(Raw records)
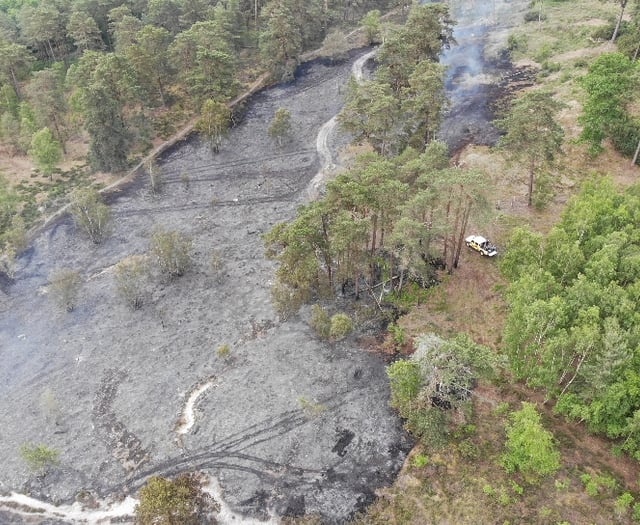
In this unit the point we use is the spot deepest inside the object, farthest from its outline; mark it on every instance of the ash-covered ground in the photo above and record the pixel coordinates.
(288, 424)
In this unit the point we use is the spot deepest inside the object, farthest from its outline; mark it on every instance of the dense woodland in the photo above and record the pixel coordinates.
(124, 72)
(121, 73)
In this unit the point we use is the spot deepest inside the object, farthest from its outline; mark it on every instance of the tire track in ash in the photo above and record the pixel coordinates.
(230, 453)
(327, 165)
(123, 444)
(232, 165)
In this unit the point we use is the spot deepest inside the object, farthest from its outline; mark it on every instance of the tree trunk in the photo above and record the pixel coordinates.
(623, 4)
(446, 220)
(463, 227)
(451, 266)
(53, 55)
(58, 133)
(635, 155)
(327, 257)
(530, 188)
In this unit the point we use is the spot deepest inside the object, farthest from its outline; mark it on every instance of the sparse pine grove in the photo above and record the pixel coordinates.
(539, 423)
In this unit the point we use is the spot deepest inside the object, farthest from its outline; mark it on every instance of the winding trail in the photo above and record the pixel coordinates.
(188, 418)
(327, 164)
(75, 513)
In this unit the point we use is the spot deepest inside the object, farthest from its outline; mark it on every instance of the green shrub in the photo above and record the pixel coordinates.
(320, 322)
(534, 16)
(39, 458)
(530, 448)
(420, 460)
(428, 425)
(405, 381)
(172, 252)
(623, 503)
(341, 326)
(625, 134)
(64, 287)
(164, 501)
(90, 213)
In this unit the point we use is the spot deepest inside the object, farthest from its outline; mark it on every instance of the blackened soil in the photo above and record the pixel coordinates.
(106, 386)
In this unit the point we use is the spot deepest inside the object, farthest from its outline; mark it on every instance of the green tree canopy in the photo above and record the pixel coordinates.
(573, 321)
(46, 151)
(609, 85)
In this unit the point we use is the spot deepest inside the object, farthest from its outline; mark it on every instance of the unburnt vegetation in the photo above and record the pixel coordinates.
(394, 222)
(559, 324)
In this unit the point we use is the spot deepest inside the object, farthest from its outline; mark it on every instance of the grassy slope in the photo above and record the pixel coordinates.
(464, 483)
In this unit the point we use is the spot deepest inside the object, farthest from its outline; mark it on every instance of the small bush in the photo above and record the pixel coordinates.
(131, 279)
(420, 460)
(623, 503)
(341, 327)
(530, 448)
(605, 32)
(224, 351)
(90, 213)
(64, 287)
(517, 43)
(39, 458)
(182, 500)
(172, 252)
(320, 322)
(625, 134)
(430, 426)
(534, 16)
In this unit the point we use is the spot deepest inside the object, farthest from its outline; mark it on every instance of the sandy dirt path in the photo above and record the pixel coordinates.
(105, 386)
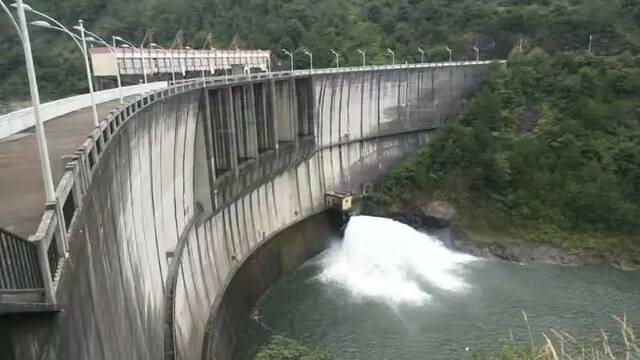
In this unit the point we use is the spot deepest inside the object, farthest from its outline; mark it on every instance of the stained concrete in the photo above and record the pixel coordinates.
(163, 160)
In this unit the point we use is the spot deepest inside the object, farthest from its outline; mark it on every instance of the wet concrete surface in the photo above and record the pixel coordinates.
(21, 187)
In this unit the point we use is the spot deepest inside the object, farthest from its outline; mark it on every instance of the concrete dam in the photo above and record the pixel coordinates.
(187, 204)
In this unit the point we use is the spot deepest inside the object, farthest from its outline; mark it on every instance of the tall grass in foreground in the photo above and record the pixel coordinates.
(559, 345)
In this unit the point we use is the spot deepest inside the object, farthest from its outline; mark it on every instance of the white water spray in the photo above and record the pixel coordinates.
(387, 260)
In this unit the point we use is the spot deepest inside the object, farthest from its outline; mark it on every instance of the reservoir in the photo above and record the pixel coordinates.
(387, 291)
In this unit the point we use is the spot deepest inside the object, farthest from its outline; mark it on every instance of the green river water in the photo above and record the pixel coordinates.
(386, 291)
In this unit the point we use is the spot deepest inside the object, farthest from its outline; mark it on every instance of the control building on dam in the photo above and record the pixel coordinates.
(185, 205)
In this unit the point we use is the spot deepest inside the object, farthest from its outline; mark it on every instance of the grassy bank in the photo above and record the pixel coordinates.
(548, 152)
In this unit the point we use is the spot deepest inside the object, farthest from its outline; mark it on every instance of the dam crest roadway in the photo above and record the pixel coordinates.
(172, 216)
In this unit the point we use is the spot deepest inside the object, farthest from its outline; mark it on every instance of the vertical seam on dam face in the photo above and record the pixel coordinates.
(260, 159)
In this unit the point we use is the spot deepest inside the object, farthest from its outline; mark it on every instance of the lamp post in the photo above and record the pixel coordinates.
(83, 49)
(23, 34)
(88, 69)
(173, 74)
(364, 56)
(144, 71)
(287, 52)
(310, 54)
(99, 40)
(393, 56)
(337, 55)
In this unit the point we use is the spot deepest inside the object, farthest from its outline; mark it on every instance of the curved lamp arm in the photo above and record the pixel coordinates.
(73, 36)
(13, 20)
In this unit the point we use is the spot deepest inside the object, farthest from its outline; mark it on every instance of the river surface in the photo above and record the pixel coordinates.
(387, 291)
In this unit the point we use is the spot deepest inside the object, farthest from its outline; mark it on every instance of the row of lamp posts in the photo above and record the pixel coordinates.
(363, 53)
(81, 41)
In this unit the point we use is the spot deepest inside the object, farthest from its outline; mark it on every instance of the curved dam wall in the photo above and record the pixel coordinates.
(193, 184)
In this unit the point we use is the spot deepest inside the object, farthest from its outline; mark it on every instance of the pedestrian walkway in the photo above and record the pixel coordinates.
(21, 187)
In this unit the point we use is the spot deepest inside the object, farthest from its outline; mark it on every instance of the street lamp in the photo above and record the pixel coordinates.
(287, 52)
(23, 34)
(141, 49)
(173, 74)
(335, 53)
(310, 54)
(186, 63)
(364, 57)
(83, 50)
(393, 56)
(98, 39)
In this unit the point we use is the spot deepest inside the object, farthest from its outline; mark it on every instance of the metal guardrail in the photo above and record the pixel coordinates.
(19, 266)
(49, 243)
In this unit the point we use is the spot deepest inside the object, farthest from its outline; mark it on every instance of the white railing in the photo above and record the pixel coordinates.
(23, 119)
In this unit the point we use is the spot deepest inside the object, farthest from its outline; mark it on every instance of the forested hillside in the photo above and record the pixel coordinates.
(494, 25)
(548, 152)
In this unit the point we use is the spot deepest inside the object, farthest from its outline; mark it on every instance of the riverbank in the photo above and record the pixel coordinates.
(461, 235)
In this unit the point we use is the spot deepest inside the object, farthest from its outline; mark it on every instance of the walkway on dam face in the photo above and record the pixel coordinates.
(22, 199)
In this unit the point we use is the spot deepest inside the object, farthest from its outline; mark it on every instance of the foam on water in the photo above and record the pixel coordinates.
(387, 260)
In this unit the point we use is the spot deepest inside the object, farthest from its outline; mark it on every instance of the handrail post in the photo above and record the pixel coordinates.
(45, 271)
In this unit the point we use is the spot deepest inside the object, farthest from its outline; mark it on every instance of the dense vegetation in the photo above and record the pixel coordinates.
(374, 25)
(549, 151)
(283, 348)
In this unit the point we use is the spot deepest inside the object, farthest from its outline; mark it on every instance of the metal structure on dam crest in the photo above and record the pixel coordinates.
(173, 191)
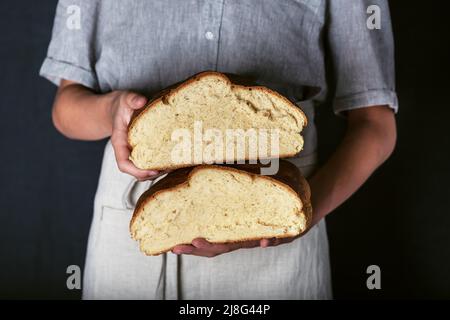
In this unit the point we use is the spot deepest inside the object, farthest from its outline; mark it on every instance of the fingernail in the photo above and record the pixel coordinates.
(188, 250)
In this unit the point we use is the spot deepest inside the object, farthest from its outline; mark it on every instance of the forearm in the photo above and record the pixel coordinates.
(80, 113)
(366, 145)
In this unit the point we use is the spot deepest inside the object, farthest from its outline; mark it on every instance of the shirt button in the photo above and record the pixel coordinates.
(209, 35)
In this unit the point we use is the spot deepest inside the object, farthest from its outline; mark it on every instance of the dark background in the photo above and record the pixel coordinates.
(399, 220)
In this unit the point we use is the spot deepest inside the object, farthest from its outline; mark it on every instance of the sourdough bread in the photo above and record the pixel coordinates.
(221, 204)
(210, 103)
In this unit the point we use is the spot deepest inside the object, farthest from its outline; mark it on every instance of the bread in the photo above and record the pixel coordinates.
(221, 204)
(214, 104)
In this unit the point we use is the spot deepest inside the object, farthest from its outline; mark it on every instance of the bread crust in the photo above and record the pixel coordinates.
(288, 177)
(231, 79)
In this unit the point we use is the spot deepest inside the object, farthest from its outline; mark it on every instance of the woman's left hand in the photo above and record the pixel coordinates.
(201, 247)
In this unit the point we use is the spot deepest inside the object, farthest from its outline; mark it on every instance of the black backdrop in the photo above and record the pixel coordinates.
(399, 220)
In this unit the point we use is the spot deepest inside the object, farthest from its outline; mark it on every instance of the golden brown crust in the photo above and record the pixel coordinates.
(232, 79)
(288, 177)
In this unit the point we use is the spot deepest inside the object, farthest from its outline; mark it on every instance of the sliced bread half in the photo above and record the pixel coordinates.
(209, 119)
(221, 204)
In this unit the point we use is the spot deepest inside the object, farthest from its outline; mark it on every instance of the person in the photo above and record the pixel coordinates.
(122, 52)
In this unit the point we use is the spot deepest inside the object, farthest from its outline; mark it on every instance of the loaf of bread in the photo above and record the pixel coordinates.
(221, 204)
(213, 103)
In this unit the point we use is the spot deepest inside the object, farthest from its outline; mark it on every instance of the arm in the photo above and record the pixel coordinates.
(368, 142)
(80, 113)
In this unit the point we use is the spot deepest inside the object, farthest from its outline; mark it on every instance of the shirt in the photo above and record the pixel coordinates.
(288, 45)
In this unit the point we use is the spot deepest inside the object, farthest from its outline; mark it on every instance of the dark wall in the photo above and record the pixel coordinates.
(399, 220)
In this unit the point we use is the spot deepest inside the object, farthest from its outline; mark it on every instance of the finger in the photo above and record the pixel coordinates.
(122, 154)
(191, 250)
(219, 248)
(264, 243)
(183, 249)
(134, 100)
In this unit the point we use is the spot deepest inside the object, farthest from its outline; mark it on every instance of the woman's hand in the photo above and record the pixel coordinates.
(201, 247)
(124, 103)
(80, 113)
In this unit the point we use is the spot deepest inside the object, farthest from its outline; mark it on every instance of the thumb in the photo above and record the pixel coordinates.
(135, 100)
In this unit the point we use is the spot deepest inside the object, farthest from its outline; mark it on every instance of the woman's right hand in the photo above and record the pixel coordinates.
(124, 103)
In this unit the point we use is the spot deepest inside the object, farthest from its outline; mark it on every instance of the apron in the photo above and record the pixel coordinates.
(116, 269)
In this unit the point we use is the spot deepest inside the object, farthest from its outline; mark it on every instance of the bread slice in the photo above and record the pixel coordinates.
(210, 101)
(221, 204)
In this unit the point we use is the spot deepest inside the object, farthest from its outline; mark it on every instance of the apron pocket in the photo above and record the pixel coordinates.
(121, 270)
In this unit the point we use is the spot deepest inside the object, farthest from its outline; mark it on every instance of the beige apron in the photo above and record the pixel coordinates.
(116, 269)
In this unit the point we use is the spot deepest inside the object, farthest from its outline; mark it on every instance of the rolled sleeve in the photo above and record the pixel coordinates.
(362, 58)
(55, 70)
(71, 52)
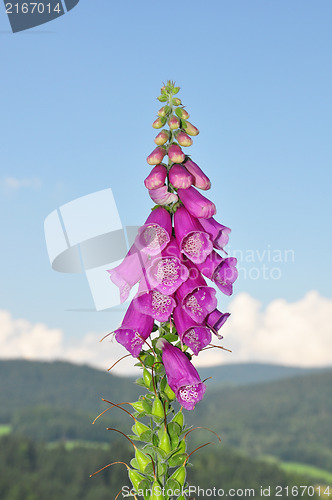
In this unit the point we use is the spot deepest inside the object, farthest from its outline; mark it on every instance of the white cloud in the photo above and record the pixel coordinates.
(298, 333)
(290, 333)
(14, 184)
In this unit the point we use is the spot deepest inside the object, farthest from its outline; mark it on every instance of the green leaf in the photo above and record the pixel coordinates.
(171, 337)
(133, 463)
(172, 484)
(177, 459)
(146, 436)
(144, 486)
(174, 429)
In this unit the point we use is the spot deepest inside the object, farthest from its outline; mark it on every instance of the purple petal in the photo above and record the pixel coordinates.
(219, 233)
(192, 334)
(193, 241)
(167, 273)
(182, 376)
(216, 320)
(129, 272)
(134, 330)
(153, 237)
(196, 204)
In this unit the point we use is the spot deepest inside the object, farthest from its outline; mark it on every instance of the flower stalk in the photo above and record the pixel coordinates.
(174, 313)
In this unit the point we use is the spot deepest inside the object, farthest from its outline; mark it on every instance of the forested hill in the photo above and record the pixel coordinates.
(64, 385)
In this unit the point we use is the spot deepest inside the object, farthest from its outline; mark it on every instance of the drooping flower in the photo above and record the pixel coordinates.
(196, 204)
(159, 122)
(193, 241)
(161, 196)
(195, 296)
(167, 273)
(200, 179)
(134, 330)
(192, 334)
(182, 376)
(156, 156)
(190, 128)
(216, 320)
(183, 139)
(129, 272)
(156, 177)
(219, 233)
(175, 154)
(173, 123)
(150, 301)
(179, 177)
(156, 233)
(221, 271)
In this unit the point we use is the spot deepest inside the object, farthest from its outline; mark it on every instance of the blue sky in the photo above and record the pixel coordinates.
(78, 96)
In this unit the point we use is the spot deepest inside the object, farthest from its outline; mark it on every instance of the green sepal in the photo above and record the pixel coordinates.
(171, 337)
(178, 112)
(179, 475)
(155, 491)
(147, 406)
(179, 419)
(169, 393)
(139, 428)
(177, 459)
(135, 477)
(147, 377)
(161, 469)
(157, 408)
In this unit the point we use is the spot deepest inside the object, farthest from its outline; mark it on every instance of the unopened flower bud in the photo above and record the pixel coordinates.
(157, 408)
(162, 137)
(164, 111)
(156, 156)
(135, 477)
(182, 113)
(161, 196)
(174, 123)
(159, 122)
(190, 128)
(200, 179)
(179, 177)
(183, 139)
(175, 153)
(156, 177)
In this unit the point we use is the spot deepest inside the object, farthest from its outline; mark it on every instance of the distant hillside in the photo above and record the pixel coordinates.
(250, 373)
(289, 418)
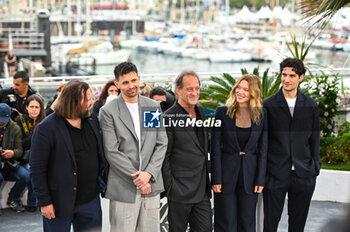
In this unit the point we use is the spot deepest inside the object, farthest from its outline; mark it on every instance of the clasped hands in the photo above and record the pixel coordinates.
(142, 181)
(217, 188)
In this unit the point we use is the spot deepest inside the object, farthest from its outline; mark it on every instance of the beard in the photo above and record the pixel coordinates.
(86, 114)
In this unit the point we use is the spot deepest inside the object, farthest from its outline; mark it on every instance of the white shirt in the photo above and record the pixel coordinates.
(291, 104)
(135, 116)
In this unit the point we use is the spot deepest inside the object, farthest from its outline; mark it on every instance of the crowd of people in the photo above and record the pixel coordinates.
(76, 150)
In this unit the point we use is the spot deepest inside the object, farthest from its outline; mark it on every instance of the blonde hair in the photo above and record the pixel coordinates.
(255, 102)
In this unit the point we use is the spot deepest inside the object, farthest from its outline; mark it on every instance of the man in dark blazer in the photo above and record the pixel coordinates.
(67, 163)
(185, 171)
(293, 158)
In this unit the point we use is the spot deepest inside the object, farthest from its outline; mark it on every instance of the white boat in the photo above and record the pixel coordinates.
(230, 57)
(201, 54)
(100, 54)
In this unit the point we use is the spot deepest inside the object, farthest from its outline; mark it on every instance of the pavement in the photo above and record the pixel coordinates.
(321, 213)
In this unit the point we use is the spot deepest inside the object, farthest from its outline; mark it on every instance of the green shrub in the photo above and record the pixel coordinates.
(335, 149)
(324, 90)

## [Prompt]
Please convert the records above, starting at the line containing "the white boat" and ending at the end of the records, into a two-column CSV with the headers label_text and coordinates. Give one row per record, putting its text and its answer each in a single quoted field with any line breaks replaced by spaces.

## [Result]
label_text,coordinates
"In this unit the point we use is the spot deepest inside the object, farthest from its outline; mark it on every instance of the white boat in the photo above and record the pixel coordinates.","(230, 57) (201, 54) (100, 54)"
"In this unit the point we use is the spot deepest inside the object, farthest from its outline; mark it on every instance of the pavement in the photo above and record the pixel coordinates.","(321, 213)"
"In this unit the point we use is the spot deepest inside the object, farthest from its outline; mark it on every instance of the green shrub in the photo above and record the pixel coordinates.","(335, 149) (324, 90)"